読む文章
「蜘蛛ですがなにか?」で学ぶ、生き残るための最強のメンタル
✔「蜘蛛ですがなにか?」という作品
ゲーム好きの陰キャ女子高生が、突然、自分が蜘蛛に異世界転生していることに気づくのですが、ひとしきり驚いた後静かに「受け入れよう…」と言います。この瞬間、私はこの作品が大好きになりました(笑)…だって、それ、受け入れられます?(笑)
蜘蛛子の中の人は「幼女戦記」ターニャ役でおなじみの悠木碧さんなので、蜘蛛子の緩急ある独り言とノリツッコミに似合いすぎていて、聞いているだけで楽しい「悠木碧独演劇」です。
また、実は蜘蛛子だけではなく、同級生たちも一緒に転生していて、多くは人間の姿です。コチラは人間パートとして、蜘蛛パートとは別で進んでいきます。こちらは、イケメンキャラもカワイイ女の子キャラも出てくるので、飽きさせないように作られているのでしょう。
✔チートスキル無しでコツコツ頑張る蜘蛛子
異世界転生といえば、主人公がチートスキルを持つ最強キャラがお馴染みですが、ここ最近は「…それが前提なのに、なんで自分にはないのか?!」 というボヤキで始まるケースが多いようです。
蜘蛛子もその例にもれず、チートスキルはなく、当初使えるのは、しょぼい鑑定スキルと蜘蛛の糸を出すのと、移動スピードが速いというくらいです。あとは、異世界転生者のユニークスキルともいえる「知恵」。これらだけを使って最底辺から、魔物の巣窟を生き延びていきます。
蜘蛛子は元々、生粋のゲームヲタでした。なので、LV上げのコツを掴むのも早いのですが、それ以上に、的確な現状分析とそこからの状況判断が的確で、自分が持つ数少ないスキルを、効果的に使って自分よりもLVが上のモンスターを倒し続けます。
移動スピードが速い事と、蜘蛛の糸を出して操るスキルだけを最大限に使って、上のLVのモンスターを倒すことで、自分のLVを上げていきつつ、自分のスキルを増やしていく、ということを、明るくハイテンションでコツコツ積み重ねていく姿には、陳腐な言い方ですが元気と勇気を貰えます。
✔「この世界で蜘蛛として生き抜いてやる!」
生きるためには、どんなに不味いモンスターでも食べ、着実にLVを上げていく蜘蛛子の逞しさは、見習いたくなります。そして、そんな極限状態でも、楽しみを見つけて明るく過ごす蜘蛛子に、真の強さを垣間見ます。
蜘蛛子は陰キャで、高校では目立つ女子に苛められていました。ですが、蜘蛛になってからのハイテンションの独り言と、LVの高いモンスターと戦う時のメンタルの強さを見ていると、苛められていた子にはとても見えません。

使うデータ
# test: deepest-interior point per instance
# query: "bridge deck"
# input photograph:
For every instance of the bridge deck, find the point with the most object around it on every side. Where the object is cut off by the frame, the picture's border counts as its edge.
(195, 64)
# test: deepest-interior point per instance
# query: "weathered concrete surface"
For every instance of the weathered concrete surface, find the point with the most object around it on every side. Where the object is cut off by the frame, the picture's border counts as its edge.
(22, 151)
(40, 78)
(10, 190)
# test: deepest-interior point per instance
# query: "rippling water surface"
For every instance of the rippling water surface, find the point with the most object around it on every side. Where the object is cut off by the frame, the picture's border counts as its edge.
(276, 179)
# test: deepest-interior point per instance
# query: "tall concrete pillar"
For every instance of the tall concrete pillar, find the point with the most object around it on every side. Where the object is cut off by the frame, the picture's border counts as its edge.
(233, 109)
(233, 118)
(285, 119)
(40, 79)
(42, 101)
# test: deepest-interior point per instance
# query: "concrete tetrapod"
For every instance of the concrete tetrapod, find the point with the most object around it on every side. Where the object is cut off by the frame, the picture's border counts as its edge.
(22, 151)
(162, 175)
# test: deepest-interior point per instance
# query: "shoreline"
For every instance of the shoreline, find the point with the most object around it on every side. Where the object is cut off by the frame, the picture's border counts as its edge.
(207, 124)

やること
A – 上のデータの行をすべて書き直し、「concrete」を「stone」に入れ替えてください。それ以外はそのままにしてください。
B – 「蜘蛛ですがなにか?」を紹介する文章の続きを、最後の文のあとから書いてください。

答え
A –
# test: deepest-interior point per instance
# query: "bridge deck"
# input photograph:
For every instance of the bridge deck, find the point with the most object around it on every side. Where the object is cut off by the frame, the picture's border counts as its edge.
(195, 64)
# test: deepest-interior point per instance
# query: "weathered stone surface"
For every instance of the weathered stone surface, find the point with the most object around it on every side. Where the object is cut off by the frame, the picture's border counts as its edge.
(22, 151)
(40, 78)
(10, 190)
# test: deepest-interior point per instance
# query: "rippling water surface"
For every instance of the rippling water surface, find the point with the most object around it on every side. Where the object is cut off by the frame, the picture's border counts as its edge.
(276, 179)
# test: deepest-interior point per instance
# query: "tall stone pillar"
For every instance of the tall stone pillar, find the point with the most object around it on every side. Where the object is cut off by the frame, the picture's border counts as its edge.
(233, 109)
(233, 118)
(285, 119)
(40, 79)
(42, 101)
# test: deepest-interior point per instance
# query: "stone tetrapod"
For every instance of the stone tetrapod, find the point with the most object around it on every side. Where the object is cut off by the frame, the picture's border counts as its edge.
(22, 151)
(162, 175)
# test: deepest-interior point per instance
# query: "shoreline"
For every instance of the shoreline, find the point with the most object around it on every side. Where the object is cut off by the frame, the picture's border counts as its edge.
(207, 124)

B –
当初は、糸で作ったマイホームに掛かった餌を食べれていれば済む状態だったので「安全に暮らしたいなら引きこもってればいい。レベルを上げたいなら外に出なきゃならない。うん。決めた。引き籠ろう」と、LV UPよりは安全なひきニート生活を選びます。
ですが、渾身のマイホームが燃やされてしまった時に、安全な場所なんてないと気づいた時、人間時代学校にも家庭にも居場所がなくイジメられるままだったことを思い出し「もう二度と負けたくない!逃げたくない!強く!強くならなきゃ!これ以上私らしさを奪われないように、私は誇り高く生きるんだ!そのためには、実践経験を積まなきゃ!」と、メンタルを立て直します。
自分が弱いことを認識し、でも生きるために最善の策を考え続けられるのは、とにかく生きる意志が強く、追い詰められても追い詰められも、ハイテンションでノリツッコミをしながら頑張る蜘蛛子、大好き…。
✔楽しんでいる人が一番強い
蜘蛛子がなぜ、こんな状況でメンタルが強いのかを考えると、何よりこの状況を楽しんでいるからだと言えます。元々人間世界に居場所がないと思っていたのですから、誰にも気を遣わず、苛める人もいない世界は過ごしやすいのは間違いないです。
そして何より「この世界ってゲームみたいだよねー。だってちょっとワクワクしてきちゃってるんだもん。ケーマー魂には逆らえないよね」というセリフの通り、この世界を思いっきり楽しんでいます。
常々思うのが、楽しんでいる人、大好きで打ち込んでいる人は、本当に強いです。どんなことでも、楽しいだけということはなくて、その中には苦労も悩みも様々ありますが、根っこに「楽しい」「好き」があると続けられます。
実は、何事も「ゲーム」と捉えられる人は、高いパフォーマンスを発揮できます。うまくいかない状況すらも楽しめるので、そういう人は仕事にせよ恋愛にせよ成果を上げやすいです。ちなみにこの場合のゲームは悪い意味での「遊び」ではなく、楽しむとか、心から好きで打ち込むみたいな感じです。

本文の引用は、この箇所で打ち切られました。